# EXERCISE DATA
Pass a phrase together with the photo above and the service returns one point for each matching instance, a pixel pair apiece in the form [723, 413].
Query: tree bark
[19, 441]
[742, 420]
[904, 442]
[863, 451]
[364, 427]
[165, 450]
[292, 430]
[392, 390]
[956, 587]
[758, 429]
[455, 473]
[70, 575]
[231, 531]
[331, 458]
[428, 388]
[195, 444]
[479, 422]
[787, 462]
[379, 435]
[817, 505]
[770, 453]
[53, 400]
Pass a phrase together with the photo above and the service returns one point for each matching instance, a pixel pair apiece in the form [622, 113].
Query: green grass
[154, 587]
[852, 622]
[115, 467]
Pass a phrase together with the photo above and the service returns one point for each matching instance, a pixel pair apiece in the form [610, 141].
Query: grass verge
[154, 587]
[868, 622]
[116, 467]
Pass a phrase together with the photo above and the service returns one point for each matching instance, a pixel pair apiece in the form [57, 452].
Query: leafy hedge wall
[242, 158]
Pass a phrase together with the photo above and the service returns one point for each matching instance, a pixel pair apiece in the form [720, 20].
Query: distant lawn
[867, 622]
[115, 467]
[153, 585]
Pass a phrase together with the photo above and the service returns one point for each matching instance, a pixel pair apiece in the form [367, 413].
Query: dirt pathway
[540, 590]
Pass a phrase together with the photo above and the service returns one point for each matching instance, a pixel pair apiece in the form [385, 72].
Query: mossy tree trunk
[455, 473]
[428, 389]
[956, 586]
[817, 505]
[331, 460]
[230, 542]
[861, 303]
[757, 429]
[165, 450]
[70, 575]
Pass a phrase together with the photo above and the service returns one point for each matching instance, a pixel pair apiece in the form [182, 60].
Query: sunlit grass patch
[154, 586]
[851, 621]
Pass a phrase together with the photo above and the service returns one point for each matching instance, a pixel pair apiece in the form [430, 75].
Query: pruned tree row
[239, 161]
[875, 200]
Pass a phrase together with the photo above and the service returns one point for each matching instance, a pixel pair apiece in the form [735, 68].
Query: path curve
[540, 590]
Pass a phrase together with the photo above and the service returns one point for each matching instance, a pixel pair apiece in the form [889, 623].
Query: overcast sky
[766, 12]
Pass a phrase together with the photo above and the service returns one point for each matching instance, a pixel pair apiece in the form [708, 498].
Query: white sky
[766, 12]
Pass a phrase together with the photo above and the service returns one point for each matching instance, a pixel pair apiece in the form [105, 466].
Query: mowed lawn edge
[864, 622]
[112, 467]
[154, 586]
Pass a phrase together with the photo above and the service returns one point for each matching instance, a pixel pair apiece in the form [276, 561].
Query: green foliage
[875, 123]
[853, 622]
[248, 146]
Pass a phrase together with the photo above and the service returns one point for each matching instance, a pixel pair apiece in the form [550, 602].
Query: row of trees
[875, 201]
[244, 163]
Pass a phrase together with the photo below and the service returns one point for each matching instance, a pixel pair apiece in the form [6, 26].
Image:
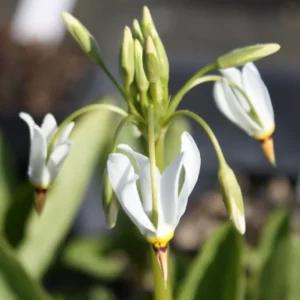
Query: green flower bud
[156, 92]
[83, 37]
[232, 196]
[151, 62]
[146, 21]
[127, 58]
[137, 32]
[161, 53]
[140, 76]
[109, 202]
[243, 55]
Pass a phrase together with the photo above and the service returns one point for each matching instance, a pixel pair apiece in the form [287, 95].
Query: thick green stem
[204, 125]
[78, 113]
[177, 98]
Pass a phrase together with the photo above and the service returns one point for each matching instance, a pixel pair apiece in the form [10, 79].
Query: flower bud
[146, 21]
[140, 76]
[232, 196]
[83, 37]
[127, 58]
[161, 53]
[137, 32]
[151, 62]
[247, 54]
[109, 203]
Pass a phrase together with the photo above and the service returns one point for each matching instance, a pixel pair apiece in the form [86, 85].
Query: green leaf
[15, 284]
[91, 255]
[216, 272]
[45, 233]
[277, 274]
[7, 180]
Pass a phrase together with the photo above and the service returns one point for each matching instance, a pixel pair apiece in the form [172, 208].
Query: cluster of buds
[144, 66]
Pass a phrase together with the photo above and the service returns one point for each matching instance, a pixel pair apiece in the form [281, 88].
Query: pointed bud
[140, 76]
[40, 199]
[83, 37]
[151, 63]
[109, 202]
[137, 31]
[244, 55]
[268, 148]
[232, 196]
[162, 260]
[127, 58]
[161, 53]
[146, 21]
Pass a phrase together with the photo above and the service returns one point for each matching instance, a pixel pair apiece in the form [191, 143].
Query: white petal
[37, 170]
[234, 74]
[30, 122]
[66, 132]
[169, 193]
[243, 120]
[143, 164]
[191, 163]
[57, 158]
[258, 94]
[123, 180]
[49, 126]
[221, 101]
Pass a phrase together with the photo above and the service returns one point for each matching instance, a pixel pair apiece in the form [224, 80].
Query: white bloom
[131, 181]
[44, 168]
[256, 117]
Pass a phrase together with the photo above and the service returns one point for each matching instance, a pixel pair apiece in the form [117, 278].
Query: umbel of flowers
[155, 195]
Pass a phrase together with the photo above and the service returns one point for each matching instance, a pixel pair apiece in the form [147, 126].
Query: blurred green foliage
[118, 263]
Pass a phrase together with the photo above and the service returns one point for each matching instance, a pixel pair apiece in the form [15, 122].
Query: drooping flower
[131, 180]
[43, 166]
[254, 115]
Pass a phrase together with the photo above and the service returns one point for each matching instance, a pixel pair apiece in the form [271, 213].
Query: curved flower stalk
[43, 168]
[130, 172]
[254, 115]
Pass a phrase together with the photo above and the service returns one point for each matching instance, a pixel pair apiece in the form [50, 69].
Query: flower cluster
[155, 196]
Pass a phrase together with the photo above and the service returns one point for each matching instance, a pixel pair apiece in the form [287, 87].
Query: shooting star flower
[131, 181]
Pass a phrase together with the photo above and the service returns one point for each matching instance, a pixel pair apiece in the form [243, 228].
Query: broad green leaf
[91, 255]
[216, 272]
[278, 272]
[46, 232]
[7, 180]
[15, 284]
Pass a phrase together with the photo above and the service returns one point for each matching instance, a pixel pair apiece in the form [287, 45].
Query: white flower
[44, 168]
[131, 172]
[256, 117]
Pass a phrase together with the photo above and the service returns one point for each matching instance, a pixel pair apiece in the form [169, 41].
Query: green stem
[177, 98]
[161, 291]
[78, 113]
[152, 157]
[204, 125]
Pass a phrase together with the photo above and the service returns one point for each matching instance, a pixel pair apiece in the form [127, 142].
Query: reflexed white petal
[191, 163]
[242, 118]
[30, 122]
[221, 101]
[123, 180]
[48, 126]
[57, 158]
[169, 193]
[37, 171]
[66, 132]
[143, 163]
[258, 94]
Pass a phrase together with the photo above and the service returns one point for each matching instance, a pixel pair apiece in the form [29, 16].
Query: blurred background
[42, 70]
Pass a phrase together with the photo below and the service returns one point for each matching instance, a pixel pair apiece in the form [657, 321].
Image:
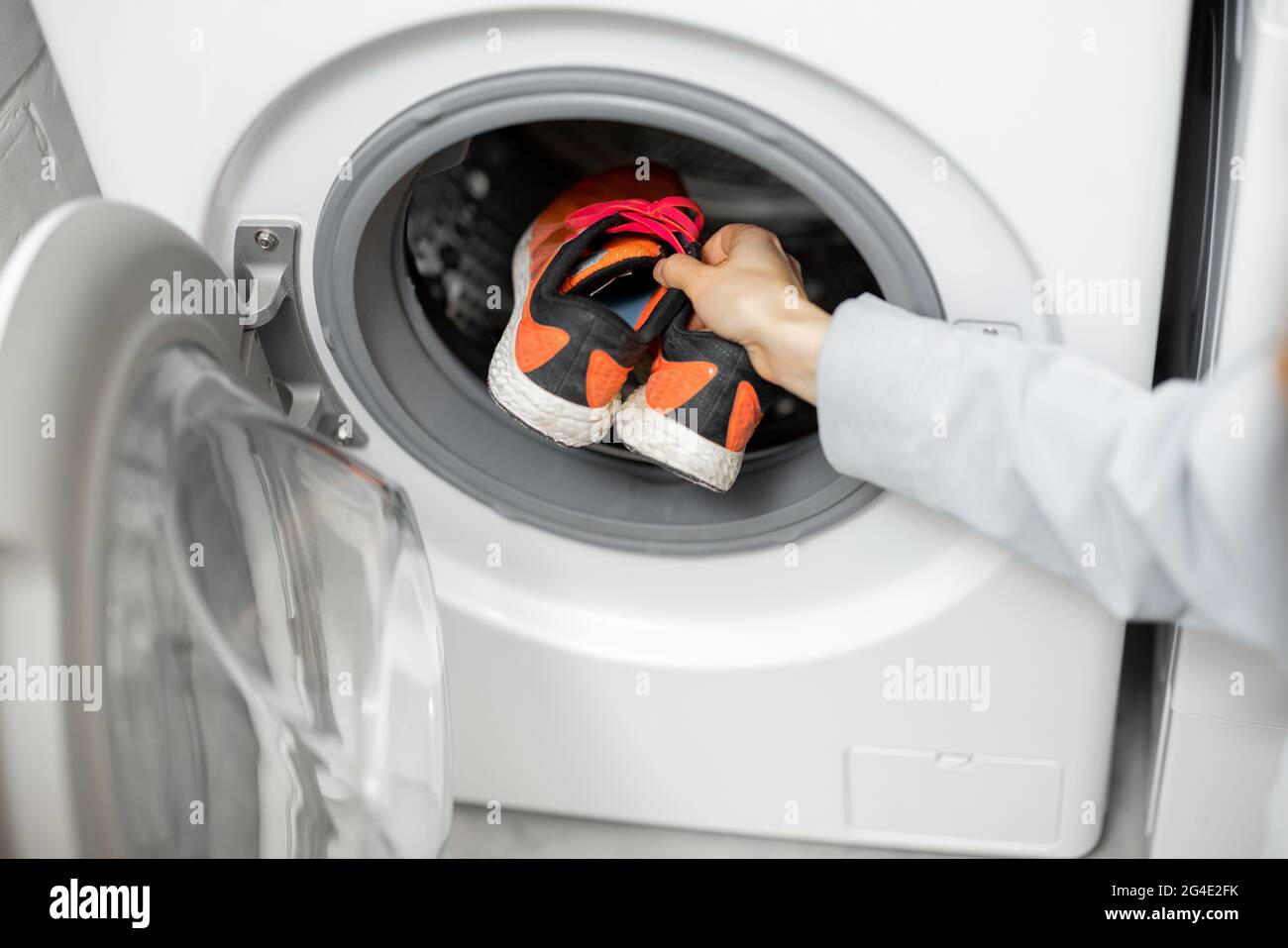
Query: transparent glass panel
[274, 672]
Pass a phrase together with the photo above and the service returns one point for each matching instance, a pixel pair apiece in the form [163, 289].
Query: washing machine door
[218, 634]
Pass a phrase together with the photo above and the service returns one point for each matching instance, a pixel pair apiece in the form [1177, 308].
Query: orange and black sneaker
[699, 407]
[587, 304]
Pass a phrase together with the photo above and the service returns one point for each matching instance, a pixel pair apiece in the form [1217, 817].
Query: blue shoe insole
[627, 295]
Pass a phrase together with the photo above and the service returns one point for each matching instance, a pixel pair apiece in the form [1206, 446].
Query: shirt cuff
[868, 376]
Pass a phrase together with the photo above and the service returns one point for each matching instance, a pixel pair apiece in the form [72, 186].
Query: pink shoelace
[664, 218]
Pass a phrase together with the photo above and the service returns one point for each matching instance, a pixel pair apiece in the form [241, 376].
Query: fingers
[739, 239]
[681, 272]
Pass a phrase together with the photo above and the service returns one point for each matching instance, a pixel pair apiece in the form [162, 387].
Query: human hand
[748, 290]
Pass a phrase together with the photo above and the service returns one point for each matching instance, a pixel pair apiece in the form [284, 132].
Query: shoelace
[664, 218]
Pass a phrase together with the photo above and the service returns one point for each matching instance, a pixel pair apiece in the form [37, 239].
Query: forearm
[1138, 496]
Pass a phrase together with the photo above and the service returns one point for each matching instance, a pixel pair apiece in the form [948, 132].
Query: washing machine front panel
[218, 633]
[995, 133]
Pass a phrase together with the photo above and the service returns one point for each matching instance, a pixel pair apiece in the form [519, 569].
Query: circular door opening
[412, 286]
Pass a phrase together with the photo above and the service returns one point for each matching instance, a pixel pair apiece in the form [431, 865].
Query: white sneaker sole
[570, 424]
[674, 446]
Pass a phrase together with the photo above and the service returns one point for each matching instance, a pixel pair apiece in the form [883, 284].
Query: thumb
[681, 272]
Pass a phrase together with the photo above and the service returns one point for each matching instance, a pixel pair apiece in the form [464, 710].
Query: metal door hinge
[266, 252]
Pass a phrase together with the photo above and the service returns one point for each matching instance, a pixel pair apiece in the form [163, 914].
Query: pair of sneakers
[588, 312]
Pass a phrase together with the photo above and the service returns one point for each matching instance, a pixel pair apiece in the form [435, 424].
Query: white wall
[43, 161]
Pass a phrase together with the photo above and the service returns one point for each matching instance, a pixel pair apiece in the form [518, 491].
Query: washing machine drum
[413, 344]
[218, 633]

# REQUIREMENT
Copy out each line of the records above that includes "below".

# SOLVED EXERCISE
Pass a phrase together with the photo below and the service returns one point for each matching instance, a pixel pair apiece in the form [6, 26].
Pass a phrase together with the photo below and the service returns one point for each matching instance, a pixel pair apiece in the form [657, 321].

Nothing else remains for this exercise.